**Source document**

— start —

Synthetic prompts. Prompts are repeated text tokenized to exact lengths, not natural language. Real prompts may have different attention patterns (sparser or denser) that affect the scaling exponent.
No Flash Attention on HF. The HF measurements use PyTorch's default SDPA (Scaled Dot-Product Attention), not the Flash Attention 2 library. Flash Attention would likely reduce the pre-spillover exponent and delay the VRAM cliff.
Windows-only HF. TR126 showed that torch.compile on Windows falls back to aot_eager. The HF measurements reflect unoptimized eager execution. Compiled HF on Linux (with Triton) would be faster for prefill (TR126: -53% at short contexts) but would still hit the same VRAM cliff at the same context lengths.
Ollama cold-start variance. Despite 3 warmup reps, Ollama measurements show 97-307% CV when including rep-0. The cold-start analysis (SS4.5) identifies and characterizes this phenomenon, and all Ollama scaling exponents are reported using medians (robust to cold-start). After filtering rep-0, Ollama CV drops to 3.6-6.1% -- comparable to HF precision. Future experiments should use >=5 warmup reps or explicitly discard rep-0 from analysis.
N=10 power limitations. At N=10, only large effects (d > 0.94) are detectable. Subtle differences between context lengths or backends may be missed. The primary findings (100x cliffs, 2,352x backend differences) are well above the detection threshold.
No multi-GPU or model parallelism. All tests are single-GPU. Model parallelism across 2+ GPUs would increase the effective VRAM budget and shift spillover thresholds.
VRAM measurement is allocator-level. torch.cuda.max_memory_allocated() includes allocator overhead and fragmentation. The true KV cache cost may be lower than the measured slope.

15.2 Future Work

TR128+: Flash Attention comparison. Run the same context sweep with Flash Attention 2 on HF to measure how much it reduces the pre-spillover exponent and whether it delays the spillover cliff.

— end —

**Records supplied**
— start —

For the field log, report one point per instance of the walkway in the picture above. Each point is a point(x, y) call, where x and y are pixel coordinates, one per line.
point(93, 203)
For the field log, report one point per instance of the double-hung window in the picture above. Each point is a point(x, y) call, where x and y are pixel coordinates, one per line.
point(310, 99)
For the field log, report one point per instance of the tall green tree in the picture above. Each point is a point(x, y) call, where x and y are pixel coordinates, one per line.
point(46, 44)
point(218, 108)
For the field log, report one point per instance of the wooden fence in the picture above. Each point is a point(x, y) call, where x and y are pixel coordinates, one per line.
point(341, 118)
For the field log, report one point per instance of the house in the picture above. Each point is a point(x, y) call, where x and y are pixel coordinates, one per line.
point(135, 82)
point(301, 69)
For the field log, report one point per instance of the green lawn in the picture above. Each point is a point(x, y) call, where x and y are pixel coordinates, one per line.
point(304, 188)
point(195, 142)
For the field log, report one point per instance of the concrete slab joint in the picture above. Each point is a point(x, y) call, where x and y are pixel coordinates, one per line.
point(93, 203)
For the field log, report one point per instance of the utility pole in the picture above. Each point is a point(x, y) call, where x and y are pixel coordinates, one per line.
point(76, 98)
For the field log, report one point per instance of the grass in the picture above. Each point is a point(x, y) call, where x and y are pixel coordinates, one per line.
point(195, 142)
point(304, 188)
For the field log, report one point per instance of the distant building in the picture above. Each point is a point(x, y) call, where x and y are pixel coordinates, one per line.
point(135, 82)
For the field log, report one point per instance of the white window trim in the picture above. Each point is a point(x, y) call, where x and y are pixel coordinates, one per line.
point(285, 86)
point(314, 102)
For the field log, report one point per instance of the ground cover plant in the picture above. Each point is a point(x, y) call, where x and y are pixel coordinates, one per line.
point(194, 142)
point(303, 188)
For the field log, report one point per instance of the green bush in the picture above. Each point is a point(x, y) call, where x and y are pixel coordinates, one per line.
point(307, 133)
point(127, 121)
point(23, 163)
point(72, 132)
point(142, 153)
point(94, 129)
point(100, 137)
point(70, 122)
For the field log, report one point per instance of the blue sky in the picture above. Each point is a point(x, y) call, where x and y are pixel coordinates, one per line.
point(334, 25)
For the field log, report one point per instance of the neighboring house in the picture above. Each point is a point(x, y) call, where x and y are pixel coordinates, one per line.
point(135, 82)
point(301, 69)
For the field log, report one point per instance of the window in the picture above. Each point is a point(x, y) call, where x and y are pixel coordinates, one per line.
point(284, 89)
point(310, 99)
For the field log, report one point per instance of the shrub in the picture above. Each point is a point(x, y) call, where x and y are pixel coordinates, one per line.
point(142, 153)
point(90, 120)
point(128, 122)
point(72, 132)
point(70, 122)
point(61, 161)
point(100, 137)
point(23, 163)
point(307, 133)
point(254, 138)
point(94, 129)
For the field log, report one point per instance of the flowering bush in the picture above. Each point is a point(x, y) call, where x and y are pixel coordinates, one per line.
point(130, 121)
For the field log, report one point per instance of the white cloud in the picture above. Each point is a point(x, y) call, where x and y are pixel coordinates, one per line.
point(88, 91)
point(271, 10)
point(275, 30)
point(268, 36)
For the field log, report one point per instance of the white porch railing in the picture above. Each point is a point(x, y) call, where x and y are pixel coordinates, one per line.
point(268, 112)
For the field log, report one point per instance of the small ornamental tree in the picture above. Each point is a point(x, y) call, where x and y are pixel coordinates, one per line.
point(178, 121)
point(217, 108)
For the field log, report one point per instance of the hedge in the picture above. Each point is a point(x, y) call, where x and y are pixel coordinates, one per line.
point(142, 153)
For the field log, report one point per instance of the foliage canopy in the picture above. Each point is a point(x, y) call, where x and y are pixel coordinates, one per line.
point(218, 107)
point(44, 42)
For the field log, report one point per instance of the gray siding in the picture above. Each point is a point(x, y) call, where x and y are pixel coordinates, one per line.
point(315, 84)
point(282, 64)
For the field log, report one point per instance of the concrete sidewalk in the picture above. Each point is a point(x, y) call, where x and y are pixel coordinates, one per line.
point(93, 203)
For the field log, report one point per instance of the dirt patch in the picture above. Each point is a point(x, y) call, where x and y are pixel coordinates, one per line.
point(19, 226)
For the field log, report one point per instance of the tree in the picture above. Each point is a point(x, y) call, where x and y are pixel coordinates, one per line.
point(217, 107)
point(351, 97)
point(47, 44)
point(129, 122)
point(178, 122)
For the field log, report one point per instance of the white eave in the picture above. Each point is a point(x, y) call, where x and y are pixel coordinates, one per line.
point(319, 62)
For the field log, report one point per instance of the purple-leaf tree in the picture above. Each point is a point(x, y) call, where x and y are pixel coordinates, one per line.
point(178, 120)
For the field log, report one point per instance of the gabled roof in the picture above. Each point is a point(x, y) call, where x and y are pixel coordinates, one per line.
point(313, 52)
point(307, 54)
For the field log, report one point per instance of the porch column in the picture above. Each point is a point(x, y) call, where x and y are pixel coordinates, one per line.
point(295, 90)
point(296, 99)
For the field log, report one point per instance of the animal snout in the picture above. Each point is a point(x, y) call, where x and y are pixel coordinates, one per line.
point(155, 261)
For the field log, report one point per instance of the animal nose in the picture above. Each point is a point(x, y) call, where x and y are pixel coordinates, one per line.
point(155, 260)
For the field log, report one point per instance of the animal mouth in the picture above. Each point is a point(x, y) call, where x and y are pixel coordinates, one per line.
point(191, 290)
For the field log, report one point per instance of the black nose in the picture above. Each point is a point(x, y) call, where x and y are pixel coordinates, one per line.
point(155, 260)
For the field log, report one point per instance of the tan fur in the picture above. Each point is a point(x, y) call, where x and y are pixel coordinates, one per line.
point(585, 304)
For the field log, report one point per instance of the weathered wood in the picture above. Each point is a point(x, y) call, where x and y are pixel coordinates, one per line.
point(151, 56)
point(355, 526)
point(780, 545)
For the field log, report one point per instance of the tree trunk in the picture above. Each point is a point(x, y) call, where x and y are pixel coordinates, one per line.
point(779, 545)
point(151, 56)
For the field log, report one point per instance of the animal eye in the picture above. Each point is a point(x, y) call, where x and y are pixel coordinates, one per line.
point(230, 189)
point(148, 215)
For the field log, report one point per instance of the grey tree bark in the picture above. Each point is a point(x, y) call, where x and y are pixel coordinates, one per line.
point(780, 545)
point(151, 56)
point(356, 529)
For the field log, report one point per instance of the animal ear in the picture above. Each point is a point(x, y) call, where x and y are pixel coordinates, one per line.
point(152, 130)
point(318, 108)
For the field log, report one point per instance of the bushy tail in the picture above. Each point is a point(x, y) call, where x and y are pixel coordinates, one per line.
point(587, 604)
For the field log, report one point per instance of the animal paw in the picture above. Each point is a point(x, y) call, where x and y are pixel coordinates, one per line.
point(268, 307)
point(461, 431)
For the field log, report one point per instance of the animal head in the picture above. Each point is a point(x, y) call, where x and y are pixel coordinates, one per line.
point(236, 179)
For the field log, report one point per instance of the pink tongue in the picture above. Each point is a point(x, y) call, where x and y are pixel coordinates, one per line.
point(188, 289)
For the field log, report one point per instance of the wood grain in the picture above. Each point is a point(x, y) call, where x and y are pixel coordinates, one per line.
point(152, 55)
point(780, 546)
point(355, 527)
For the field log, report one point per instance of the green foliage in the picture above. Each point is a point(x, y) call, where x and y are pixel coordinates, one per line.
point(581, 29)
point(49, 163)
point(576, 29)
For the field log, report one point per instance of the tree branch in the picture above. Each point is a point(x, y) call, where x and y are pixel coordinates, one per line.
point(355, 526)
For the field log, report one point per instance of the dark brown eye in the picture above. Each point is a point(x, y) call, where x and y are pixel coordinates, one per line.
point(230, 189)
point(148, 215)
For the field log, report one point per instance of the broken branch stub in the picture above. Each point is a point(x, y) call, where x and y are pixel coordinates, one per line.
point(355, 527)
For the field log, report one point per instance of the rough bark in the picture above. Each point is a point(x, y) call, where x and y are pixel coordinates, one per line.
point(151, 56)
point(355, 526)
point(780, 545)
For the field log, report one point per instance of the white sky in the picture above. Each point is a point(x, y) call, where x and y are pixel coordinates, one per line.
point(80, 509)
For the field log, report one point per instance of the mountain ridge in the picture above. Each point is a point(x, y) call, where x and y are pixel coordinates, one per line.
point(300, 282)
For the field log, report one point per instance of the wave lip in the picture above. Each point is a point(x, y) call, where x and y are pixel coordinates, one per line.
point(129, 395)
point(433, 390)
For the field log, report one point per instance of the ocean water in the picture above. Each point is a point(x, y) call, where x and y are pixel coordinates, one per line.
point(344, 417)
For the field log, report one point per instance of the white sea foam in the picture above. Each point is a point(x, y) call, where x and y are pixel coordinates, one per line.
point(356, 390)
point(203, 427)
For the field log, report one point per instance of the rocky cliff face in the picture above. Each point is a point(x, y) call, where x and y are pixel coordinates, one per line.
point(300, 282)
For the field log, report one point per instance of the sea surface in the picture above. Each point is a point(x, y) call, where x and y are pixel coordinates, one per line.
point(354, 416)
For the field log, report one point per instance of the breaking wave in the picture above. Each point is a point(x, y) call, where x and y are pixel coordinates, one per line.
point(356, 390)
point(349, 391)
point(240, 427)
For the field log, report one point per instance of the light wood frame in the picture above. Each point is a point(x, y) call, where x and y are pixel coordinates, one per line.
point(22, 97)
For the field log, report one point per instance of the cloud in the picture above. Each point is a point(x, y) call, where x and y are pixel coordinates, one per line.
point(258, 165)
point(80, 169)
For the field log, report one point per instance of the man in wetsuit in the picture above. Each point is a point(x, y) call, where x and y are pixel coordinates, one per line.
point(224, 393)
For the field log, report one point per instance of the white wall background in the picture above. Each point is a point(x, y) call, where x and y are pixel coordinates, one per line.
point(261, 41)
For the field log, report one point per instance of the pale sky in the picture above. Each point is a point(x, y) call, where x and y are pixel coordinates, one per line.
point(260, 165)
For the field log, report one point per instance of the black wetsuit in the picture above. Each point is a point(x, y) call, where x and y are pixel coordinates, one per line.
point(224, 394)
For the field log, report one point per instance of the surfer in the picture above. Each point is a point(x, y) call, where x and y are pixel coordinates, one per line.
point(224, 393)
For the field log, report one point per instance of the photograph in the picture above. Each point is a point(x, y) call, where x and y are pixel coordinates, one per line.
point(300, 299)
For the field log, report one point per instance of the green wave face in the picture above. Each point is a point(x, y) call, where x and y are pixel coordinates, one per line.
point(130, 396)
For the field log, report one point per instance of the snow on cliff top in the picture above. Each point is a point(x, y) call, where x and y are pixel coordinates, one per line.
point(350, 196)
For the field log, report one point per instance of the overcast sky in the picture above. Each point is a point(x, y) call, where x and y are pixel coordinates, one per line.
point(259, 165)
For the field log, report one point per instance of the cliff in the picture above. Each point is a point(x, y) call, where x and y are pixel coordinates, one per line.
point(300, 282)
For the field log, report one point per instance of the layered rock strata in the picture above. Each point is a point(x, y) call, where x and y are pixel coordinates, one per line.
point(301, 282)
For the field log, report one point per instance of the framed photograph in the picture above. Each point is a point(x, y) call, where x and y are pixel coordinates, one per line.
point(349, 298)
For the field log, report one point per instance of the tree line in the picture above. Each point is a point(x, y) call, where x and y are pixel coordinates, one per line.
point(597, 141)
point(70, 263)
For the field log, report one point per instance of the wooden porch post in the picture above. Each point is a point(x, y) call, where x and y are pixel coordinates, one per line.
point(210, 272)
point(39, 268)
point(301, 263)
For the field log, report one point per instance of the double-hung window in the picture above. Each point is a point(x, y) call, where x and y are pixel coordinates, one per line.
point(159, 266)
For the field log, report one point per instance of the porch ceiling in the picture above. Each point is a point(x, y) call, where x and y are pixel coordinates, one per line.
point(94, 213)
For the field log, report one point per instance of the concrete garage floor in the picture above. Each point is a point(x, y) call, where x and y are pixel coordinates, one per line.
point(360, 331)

— end —

**To do**
1. Please copy the benchmark limitations text word for word, starting with "N=10 power limitations." and going on through "shift spillover thresholds.".
2. Shift every coordinate in the answers by adding 94 to each number. Rewrite the lines of the records, requests included, starting with the line with "of the weathered" and going on through the line with "point(188, 289)", and give only those lines.

**Problem solutions**
1.
N=10 power limitations. At N=10, only large effects (d > 0.94) are detectable. Subtle differences between context lengths or backends may be missed. The primary findings (100x cliffs, 2,352x backend differences) are well above the detection threshold.
No multi-GPU or model parallelism. All tests are single-GPU. Model parallelism across 2+ GPUs would increase the effective VRAM budget and shift spillover thresholds.

2.
For the field log, report one point per instance of the weathered wood in the picture above. Each point is a point(x, y) call, where x and y are pixel coordinates, one per line.
point(245, 150)
point(449, 620)
point(874, 639)
For the field log, report one point per instance of the tree trunk in the picture above. Each point is a point(x, y) call, where x and y are pixel coordinates, one per line.
point(873, 639)
point(245, 150)
For the field log, report one point per instance of the animal eye in the picture above. Each point is a point(x, y) call, where x and y are pixel coordinates, one per line.
point(324, 283)
point(242, 309)
For the field log, report one point per instance of the grey tree bark in the picture above. Each point is a point(x, y) call, where x and y are pixel coordinates, one per line.
point(874, 639)
point(245, 150)
point(450, 623)
For the field log, report one point per instance of the animal ear in the picture above. Each point is a point(x, y) call, where x and y are pixel coordinates, one per line.
point(246, 224)
point(412, 202)
For the field log, report one point per instance of the bushy tail in the picture above. Each point is a point(x, y) call, where x and y are pixel coordinates, one per line.
point(681, 698)
For the field log, report one point per instance of the animal paw in the picture above. Each point is a point(x, y) call, where x and y are pixel coordinates, one per line.
point(362, 401)
point(555, 525)
For the field log, report one point per instance of the animal head in the picture above. Each point is a point(x, y) call, where x and y are pixel coordinates, one per line.
point(330, 273)
For the field log, report one point per instance of the pink tongue in the picture above. Each point is a point(x, y) call, where x and y are pixel coordinates, one per line.
point(282, 383)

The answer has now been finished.